■ What the task asks ■
Each line of the records below that holds "fish" should be copied out.

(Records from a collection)
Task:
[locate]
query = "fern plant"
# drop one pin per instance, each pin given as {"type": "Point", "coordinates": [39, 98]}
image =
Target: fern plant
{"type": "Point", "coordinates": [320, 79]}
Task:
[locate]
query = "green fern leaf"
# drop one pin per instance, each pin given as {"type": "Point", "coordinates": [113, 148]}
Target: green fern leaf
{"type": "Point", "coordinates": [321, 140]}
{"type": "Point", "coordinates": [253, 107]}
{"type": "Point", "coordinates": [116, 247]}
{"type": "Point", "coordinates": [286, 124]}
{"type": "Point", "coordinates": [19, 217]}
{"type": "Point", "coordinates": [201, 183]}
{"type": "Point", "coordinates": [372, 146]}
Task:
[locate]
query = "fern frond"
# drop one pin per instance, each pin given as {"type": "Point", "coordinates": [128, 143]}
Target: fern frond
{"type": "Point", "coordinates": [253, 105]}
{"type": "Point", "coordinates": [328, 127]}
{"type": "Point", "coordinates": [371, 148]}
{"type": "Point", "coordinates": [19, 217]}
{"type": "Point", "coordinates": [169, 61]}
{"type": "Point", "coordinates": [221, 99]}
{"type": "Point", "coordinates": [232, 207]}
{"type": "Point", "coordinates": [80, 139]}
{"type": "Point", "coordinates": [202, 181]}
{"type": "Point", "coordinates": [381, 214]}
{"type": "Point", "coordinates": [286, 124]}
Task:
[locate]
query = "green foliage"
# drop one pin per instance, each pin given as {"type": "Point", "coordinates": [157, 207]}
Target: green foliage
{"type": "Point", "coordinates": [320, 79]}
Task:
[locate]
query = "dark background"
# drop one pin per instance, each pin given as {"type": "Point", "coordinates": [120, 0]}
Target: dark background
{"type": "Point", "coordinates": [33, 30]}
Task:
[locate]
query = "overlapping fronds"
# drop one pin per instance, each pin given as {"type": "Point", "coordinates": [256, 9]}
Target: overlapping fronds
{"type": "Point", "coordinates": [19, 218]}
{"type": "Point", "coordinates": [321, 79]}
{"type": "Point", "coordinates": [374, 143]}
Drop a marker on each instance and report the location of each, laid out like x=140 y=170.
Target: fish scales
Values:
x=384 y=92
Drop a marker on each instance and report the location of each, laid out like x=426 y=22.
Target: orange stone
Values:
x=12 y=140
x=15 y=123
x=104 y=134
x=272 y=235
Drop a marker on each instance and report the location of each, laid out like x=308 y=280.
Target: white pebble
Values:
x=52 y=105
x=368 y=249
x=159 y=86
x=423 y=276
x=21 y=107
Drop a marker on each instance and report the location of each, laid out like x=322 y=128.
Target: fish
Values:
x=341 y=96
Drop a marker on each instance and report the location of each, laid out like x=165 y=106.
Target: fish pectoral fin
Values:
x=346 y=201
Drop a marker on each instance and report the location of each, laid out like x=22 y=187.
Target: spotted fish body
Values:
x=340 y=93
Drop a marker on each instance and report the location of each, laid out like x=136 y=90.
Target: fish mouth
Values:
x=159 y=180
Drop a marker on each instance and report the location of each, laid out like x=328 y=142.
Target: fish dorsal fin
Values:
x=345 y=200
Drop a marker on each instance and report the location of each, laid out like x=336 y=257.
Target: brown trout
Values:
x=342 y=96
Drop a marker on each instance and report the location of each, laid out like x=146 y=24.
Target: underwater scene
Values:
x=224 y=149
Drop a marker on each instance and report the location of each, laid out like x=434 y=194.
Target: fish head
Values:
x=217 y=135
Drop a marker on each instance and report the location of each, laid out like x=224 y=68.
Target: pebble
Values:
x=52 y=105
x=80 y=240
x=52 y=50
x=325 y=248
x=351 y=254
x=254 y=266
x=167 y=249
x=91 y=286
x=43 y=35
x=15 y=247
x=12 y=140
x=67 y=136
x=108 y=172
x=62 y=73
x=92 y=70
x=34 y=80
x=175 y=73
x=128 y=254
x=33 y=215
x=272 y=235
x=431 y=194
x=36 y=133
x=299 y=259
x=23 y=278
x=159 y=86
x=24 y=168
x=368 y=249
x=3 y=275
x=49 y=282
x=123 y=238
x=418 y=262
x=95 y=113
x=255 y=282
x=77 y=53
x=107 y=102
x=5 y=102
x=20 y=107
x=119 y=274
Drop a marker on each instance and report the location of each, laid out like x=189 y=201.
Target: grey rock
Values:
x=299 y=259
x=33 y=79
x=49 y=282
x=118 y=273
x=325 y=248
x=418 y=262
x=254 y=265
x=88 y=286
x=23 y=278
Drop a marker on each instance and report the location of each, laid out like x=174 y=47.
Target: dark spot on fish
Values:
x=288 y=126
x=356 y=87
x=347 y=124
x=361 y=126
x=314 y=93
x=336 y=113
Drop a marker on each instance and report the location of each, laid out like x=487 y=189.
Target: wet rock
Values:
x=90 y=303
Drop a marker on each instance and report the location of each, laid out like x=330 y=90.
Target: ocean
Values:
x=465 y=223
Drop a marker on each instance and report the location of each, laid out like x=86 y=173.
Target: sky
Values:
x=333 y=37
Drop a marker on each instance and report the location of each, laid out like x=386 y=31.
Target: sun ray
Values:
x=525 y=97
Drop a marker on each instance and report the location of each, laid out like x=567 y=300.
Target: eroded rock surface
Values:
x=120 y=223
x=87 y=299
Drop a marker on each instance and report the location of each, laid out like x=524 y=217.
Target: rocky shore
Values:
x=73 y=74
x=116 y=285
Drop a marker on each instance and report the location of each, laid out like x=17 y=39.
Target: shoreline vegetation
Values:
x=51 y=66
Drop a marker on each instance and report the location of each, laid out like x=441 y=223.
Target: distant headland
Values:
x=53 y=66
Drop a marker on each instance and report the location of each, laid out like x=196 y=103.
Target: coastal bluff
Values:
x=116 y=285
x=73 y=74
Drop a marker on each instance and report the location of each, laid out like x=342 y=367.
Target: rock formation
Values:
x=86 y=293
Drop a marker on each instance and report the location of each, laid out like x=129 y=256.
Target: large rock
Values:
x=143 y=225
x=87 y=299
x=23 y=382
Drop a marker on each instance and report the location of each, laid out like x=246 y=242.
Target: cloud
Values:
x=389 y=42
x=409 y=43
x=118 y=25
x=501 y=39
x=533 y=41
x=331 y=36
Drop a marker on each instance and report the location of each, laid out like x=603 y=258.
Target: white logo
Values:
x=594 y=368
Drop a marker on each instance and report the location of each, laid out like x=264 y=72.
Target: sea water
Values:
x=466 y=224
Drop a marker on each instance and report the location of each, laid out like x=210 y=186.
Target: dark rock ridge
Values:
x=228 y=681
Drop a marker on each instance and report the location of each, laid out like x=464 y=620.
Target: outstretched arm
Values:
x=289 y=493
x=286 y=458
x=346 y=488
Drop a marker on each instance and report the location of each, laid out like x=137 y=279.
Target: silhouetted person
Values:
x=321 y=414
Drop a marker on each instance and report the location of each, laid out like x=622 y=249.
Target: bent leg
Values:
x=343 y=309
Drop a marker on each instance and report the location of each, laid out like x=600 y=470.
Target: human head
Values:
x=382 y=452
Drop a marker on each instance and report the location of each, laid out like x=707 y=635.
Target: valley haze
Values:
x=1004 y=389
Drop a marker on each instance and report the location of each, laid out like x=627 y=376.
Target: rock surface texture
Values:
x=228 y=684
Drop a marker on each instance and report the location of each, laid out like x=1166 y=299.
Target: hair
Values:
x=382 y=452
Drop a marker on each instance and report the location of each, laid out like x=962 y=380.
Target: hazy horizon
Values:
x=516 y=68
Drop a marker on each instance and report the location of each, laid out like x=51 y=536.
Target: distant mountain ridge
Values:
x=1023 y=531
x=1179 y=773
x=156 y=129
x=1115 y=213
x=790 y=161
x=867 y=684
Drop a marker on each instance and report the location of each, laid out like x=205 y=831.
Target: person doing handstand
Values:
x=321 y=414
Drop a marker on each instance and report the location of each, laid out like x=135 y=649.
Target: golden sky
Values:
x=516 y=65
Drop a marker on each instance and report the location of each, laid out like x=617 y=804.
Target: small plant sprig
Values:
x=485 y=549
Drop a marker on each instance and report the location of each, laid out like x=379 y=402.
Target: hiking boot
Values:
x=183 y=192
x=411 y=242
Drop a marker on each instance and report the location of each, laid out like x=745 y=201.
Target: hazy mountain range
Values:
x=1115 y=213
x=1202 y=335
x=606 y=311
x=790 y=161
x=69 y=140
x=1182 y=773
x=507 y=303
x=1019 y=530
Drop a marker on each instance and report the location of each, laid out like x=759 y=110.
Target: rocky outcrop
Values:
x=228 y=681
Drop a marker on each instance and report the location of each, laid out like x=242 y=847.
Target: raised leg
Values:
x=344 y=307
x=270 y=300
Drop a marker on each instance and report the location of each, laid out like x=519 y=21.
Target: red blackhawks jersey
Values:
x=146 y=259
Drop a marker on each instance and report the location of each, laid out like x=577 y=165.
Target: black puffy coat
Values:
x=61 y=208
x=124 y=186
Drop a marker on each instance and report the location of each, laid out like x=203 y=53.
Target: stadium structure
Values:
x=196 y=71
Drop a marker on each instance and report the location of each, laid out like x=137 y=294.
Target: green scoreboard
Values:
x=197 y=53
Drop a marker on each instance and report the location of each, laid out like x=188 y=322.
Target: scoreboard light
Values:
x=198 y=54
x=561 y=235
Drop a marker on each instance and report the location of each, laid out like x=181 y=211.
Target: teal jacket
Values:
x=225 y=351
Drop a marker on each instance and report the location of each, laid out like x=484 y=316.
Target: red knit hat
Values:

■ Written solution ■
Target: fish scales
Target: fish
Target: fish pectoral fin
Target: spotted fish body
Target: fish mouth
Target: fish dorsal fin
Target: fish head
Target: dark spot on fish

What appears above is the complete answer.